• [HOW TO COMPLETE THIS TASK]: List the titles of every book by Aatish Taseer that the passage about his work below mentions.

• [TEXT UNDER STUDY]:

════════

Aatish Taseer is the author of two already notable works. The Temple-Goers is his debut novel, a tense political thriller full of bribery, betrayal, and murder. His sophomore effort, Stranger to History, is a memoir analyzing the Muslim world, and its scathing critiques strained his already distant relationship with his father. Taseer was all set to climb out of polemics and delve back into the world of fiction when his father was surprisingly murdered. This tragedy adds palpable urgency to Noon, a sprawling account of moral degradation in late 20th/early 21st century India and Pakistan.
Noon is Rehan Tabassum’s coming of age story. Like Taseer himself, Rehan’s heritage is split. He lives in Delhi with his mother, a successful lawyer now married to a wealthy industrialist, but his biological father, a telecommunications mogul, is a Pakistani Muslim living in Port bin Qasim. Curiosity for this buried root of his family tree draws Rehan out of the opulent comfort of his mother’s Indian home down into the seedy underbelly of Pakistan.

════════

• [SOURCE MATERIAL]:
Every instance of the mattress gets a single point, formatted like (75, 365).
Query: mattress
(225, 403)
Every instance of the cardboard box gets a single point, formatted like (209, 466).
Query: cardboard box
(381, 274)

════════

• [ANSWER BOX]:
The Temple-Goers
Stranger to History
Noon